# Work task
For each line in the data that includes "window", make a copy.
(Data shown Opens)
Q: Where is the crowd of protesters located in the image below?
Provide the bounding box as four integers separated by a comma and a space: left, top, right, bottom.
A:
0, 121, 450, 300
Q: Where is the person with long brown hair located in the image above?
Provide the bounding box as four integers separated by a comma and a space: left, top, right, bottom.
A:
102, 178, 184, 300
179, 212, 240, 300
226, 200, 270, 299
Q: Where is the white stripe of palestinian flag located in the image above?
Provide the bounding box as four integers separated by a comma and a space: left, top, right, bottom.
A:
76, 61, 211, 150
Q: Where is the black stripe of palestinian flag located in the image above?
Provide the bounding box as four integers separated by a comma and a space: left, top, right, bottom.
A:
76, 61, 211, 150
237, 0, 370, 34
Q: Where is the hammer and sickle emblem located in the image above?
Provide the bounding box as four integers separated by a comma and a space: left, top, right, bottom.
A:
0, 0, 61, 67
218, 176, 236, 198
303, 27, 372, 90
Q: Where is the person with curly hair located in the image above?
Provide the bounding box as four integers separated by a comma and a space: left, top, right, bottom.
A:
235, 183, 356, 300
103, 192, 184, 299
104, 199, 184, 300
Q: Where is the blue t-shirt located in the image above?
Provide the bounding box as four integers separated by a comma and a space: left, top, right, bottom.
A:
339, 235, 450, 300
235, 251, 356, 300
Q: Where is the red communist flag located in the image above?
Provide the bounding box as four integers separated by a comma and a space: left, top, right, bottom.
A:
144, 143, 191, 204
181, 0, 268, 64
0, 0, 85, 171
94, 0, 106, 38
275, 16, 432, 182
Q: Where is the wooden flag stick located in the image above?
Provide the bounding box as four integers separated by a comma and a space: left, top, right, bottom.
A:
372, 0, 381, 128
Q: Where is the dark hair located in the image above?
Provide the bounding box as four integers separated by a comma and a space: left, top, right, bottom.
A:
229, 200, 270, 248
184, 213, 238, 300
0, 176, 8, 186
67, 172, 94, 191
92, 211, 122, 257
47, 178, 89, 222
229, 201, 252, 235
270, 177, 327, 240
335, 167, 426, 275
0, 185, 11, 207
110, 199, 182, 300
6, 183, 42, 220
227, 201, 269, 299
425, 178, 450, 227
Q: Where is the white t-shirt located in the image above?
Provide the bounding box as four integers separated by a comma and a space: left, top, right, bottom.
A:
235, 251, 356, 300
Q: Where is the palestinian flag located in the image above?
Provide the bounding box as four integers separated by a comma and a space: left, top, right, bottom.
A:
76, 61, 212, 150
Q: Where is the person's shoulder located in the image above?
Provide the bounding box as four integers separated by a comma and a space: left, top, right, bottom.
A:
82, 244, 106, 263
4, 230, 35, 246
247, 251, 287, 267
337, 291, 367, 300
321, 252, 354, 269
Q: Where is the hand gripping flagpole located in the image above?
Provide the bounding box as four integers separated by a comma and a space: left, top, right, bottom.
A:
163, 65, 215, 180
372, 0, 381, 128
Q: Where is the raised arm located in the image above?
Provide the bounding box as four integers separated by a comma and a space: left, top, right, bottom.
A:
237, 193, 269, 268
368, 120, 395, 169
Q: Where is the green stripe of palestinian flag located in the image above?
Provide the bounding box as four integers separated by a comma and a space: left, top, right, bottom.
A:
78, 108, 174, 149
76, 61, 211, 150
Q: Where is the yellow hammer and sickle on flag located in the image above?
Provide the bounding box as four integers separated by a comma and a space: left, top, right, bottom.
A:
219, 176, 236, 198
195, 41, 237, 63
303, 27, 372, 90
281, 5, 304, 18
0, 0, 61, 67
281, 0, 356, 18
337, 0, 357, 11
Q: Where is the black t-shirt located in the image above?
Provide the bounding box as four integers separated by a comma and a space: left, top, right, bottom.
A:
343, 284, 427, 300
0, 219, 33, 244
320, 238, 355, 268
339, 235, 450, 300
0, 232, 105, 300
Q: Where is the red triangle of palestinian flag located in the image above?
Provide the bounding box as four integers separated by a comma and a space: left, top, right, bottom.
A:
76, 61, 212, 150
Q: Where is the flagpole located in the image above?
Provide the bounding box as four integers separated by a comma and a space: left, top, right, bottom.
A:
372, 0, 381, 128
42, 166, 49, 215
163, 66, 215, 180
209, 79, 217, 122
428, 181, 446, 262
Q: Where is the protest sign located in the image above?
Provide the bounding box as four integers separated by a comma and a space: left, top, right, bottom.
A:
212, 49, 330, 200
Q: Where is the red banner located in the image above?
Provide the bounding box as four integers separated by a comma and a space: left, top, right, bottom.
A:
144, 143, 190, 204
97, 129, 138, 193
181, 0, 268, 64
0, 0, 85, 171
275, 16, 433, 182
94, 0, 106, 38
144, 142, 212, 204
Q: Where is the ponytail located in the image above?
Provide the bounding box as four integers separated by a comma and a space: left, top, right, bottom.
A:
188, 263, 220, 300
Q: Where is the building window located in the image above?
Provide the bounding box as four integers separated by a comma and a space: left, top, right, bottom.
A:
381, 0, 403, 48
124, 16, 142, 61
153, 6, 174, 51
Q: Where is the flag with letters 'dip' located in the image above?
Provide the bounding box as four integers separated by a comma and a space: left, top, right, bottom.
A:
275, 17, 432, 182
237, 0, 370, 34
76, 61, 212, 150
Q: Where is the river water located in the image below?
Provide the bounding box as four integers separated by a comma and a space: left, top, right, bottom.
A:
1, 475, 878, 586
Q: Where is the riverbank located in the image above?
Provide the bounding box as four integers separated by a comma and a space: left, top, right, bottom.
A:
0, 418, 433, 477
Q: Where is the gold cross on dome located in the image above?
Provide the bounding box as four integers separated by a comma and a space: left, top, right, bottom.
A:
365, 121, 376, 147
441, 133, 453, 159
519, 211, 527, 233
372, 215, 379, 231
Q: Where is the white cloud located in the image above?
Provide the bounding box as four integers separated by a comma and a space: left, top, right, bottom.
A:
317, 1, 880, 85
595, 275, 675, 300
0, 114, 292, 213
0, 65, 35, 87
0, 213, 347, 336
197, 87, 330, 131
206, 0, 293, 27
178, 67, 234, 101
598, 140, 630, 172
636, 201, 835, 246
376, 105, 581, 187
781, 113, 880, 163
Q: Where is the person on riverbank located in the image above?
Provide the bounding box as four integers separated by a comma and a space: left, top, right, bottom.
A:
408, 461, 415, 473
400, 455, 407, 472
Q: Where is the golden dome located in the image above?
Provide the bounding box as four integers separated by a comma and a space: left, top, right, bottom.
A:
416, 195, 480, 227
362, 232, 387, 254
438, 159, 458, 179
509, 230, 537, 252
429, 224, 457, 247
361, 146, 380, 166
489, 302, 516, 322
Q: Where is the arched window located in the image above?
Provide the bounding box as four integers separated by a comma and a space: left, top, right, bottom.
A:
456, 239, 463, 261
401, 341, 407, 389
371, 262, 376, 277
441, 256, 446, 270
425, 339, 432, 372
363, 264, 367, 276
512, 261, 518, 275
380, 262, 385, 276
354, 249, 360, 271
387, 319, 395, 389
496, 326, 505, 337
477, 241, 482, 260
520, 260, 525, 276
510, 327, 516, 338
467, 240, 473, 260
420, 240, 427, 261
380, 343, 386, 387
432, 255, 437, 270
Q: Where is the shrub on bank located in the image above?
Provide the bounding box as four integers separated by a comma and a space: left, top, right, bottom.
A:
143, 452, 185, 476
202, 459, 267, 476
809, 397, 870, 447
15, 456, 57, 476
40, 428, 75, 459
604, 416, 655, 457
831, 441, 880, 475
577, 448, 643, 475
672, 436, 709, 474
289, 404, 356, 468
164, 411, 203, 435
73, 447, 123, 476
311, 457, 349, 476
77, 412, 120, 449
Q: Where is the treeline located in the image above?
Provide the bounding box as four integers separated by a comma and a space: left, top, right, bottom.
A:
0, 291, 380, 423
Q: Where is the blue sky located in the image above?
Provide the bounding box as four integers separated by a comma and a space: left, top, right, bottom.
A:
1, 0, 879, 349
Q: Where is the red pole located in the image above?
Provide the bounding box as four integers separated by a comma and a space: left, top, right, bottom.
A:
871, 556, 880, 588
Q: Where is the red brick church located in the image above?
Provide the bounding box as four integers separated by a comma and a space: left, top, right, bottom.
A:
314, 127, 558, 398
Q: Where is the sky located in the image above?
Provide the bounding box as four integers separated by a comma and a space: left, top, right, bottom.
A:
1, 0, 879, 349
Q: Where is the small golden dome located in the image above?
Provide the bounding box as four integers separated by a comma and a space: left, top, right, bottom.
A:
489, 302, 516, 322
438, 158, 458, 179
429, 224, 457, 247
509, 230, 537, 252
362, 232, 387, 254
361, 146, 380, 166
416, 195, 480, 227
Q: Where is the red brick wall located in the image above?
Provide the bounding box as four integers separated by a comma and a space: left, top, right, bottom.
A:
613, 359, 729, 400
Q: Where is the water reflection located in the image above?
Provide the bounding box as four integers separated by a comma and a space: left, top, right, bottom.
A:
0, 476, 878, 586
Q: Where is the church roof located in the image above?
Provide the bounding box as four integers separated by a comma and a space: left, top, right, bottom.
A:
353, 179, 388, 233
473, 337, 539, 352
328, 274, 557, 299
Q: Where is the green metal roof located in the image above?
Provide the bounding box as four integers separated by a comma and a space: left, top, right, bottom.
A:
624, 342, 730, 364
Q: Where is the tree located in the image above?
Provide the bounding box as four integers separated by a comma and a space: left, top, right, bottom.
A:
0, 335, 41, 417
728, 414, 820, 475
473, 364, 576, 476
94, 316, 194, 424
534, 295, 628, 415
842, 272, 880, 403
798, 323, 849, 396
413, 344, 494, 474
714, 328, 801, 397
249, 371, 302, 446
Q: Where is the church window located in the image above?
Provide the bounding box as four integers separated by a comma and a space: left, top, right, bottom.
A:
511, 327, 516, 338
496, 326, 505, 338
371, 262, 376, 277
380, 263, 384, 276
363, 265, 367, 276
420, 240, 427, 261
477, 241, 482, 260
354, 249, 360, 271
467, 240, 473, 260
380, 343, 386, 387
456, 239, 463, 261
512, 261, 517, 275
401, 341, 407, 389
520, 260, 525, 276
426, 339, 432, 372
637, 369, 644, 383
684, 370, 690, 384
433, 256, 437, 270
(Data shown Closes)
# Exercise solution
Q: Where is the building window located in the image above?
Q: Where is the arched window located in the image above?
Q: Where is the church window located in the image above?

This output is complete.